## begin PASSAGE TO READ
Composition Over Inheritance — Junior Level¶

Category: Coupling & Cohesion — prefer assembling behavior from has-a parts over building deep is-a class hierarchies.

Table of Contents¶

Introduction
Prerequisites
Glossary
The Principle
Inheritance vs. Composition, Side by Side
The is-a vs. has-a Test
Why Inheritance Gets You in Trouble
A Worked Example: The Class Explosion
How Composition Solves It
Code Examples
Two Kinds of Inheritance
When Inheritance Is Still Right
Best Practices
Common Mistakes
Tricky Points
Test Yourself
Cheat Sheet
Summary
Further Reading
Related Topics
Diagrams

Introduction¶

Focus: What is it? and How to use it?

When you need a class to do something a similar class already does, object-oriented languages hand you two tools:

Inheritance — class Car extends Vehicle. The Car is a Vehicle and gets all of Vehicle's code for free.
Composition — class Car { Engine engine; }. The Car has an Engine and uses it by calling its methods.

Both reuse code. The principle of this topic, stated by the Gang of Four in Design Patterns (1994), tells you which to reach for first:

Favor object composition over class inheritance.

That is the whole rule. Note the word favor — it is not "never inherit." It is a default. When two designs solve your problem equally well, prefer the one built from composed has-a parts over the one built from an is-a hierarchy, because the composed one is almost always more flexible and less coupled.
## end PASSAGE TO READ
## begin INFORMATION PROVIDED
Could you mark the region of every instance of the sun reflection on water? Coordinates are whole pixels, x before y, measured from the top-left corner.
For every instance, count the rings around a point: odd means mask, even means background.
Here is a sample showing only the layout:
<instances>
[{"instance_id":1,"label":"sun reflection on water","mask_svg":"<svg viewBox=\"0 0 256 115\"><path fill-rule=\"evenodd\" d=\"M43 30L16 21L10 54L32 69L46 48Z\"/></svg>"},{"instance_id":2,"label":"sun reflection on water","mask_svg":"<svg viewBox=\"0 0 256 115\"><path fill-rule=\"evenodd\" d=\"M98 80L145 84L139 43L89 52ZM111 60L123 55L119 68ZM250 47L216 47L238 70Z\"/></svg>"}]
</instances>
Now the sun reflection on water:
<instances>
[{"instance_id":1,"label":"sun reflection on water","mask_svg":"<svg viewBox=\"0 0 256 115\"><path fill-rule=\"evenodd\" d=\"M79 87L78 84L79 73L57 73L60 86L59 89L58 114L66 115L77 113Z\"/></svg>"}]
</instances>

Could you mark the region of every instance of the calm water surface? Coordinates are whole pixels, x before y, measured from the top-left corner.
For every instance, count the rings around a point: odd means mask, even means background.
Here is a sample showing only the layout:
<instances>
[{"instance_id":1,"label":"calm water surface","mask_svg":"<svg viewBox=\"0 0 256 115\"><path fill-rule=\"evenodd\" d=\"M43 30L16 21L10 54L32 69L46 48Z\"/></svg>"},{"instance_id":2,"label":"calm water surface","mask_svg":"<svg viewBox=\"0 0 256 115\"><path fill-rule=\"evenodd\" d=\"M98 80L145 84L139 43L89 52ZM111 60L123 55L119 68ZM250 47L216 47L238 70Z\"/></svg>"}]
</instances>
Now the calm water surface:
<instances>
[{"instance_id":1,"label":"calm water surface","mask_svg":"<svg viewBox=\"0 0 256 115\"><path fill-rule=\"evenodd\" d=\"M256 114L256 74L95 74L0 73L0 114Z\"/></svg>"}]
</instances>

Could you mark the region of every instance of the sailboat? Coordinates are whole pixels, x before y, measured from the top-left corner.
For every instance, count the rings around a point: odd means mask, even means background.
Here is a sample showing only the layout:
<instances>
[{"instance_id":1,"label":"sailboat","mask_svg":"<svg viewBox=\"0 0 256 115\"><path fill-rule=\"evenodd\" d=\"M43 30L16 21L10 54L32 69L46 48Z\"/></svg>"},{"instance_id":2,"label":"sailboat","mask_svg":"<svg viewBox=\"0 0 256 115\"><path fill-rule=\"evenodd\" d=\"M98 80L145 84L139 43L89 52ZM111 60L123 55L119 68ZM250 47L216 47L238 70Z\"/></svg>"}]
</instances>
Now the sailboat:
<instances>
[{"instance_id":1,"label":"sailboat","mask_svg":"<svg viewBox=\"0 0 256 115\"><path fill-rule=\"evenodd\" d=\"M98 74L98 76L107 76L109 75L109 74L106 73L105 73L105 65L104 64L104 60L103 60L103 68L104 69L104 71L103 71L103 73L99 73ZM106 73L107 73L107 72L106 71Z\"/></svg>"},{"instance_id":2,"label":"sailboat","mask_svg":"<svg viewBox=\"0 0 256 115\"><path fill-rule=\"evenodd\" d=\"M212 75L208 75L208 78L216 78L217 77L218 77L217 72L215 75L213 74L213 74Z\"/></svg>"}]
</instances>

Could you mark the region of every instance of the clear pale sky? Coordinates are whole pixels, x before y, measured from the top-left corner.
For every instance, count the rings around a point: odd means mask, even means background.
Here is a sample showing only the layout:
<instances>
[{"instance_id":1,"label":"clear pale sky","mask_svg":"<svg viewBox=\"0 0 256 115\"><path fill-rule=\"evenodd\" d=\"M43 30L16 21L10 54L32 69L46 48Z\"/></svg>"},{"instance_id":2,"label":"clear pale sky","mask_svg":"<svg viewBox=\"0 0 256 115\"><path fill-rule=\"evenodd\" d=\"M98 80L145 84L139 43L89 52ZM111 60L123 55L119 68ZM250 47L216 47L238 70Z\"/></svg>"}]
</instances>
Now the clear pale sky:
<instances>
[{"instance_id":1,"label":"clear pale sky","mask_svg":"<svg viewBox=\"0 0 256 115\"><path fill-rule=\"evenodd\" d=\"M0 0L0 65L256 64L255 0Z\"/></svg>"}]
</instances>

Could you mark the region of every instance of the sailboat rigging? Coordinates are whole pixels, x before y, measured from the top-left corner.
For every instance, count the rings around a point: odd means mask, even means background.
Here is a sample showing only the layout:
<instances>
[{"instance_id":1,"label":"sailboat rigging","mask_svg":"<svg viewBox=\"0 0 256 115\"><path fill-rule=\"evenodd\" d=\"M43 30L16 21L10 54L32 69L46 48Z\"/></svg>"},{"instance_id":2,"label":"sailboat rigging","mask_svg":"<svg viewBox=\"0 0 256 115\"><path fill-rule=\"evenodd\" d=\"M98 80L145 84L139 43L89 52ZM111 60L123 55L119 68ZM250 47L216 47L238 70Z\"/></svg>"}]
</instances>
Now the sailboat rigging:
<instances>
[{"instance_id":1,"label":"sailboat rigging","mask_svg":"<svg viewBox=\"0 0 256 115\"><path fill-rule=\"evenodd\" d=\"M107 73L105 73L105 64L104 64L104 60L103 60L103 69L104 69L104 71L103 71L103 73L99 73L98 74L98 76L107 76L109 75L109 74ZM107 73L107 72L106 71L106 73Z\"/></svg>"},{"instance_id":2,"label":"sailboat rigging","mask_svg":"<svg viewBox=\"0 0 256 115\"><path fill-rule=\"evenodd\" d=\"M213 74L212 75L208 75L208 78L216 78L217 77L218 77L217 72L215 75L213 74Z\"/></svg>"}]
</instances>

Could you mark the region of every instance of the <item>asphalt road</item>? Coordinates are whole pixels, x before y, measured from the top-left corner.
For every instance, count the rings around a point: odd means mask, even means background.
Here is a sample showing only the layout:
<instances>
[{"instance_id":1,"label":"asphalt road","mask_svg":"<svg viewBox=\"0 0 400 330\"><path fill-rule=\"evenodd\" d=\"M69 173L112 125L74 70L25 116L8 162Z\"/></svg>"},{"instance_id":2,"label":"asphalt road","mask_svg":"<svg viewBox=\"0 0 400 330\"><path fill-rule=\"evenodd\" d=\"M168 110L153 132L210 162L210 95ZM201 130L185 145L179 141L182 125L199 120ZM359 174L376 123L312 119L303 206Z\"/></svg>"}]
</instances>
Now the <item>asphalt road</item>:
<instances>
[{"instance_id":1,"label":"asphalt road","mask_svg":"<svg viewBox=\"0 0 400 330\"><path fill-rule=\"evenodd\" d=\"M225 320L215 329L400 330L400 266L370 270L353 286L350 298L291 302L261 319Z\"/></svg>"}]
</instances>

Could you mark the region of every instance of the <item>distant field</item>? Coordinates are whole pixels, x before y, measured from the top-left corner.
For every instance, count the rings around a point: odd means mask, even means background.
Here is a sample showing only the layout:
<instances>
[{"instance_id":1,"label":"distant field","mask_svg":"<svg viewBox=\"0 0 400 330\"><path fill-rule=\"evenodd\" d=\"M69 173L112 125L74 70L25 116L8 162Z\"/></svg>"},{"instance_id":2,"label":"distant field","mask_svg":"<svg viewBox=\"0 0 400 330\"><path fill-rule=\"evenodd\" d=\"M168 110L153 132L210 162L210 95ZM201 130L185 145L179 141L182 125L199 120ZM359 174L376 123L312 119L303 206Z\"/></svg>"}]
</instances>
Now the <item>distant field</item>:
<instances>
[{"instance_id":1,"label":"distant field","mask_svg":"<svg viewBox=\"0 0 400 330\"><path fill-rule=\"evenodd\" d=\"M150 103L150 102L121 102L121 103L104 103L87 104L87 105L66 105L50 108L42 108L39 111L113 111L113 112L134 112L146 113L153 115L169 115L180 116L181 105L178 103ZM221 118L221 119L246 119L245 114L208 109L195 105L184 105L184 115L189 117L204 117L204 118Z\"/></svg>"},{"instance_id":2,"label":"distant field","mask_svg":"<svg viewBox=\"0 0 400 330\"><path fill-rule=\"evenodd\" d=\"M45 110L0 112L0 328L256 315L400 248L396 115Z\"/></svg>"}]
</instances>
## end INFORMATION PROVIDED
* **WORK TO DO**:
Reproduce the composition-over-inheritance passage, starting with "Composition — class" and going on through "over class inheritance.", substituting "GoF" for "Gang of Four".

* **SOLUTION**:
Composition — class Car { Engine engine; }. The Car has an Engine and uses it by calling its methods.

Both reuse code. The principle of this topic, stated by the GoF in Design Patterns (1994), tells you which to reach for first:

Favor object composition over class inheritance.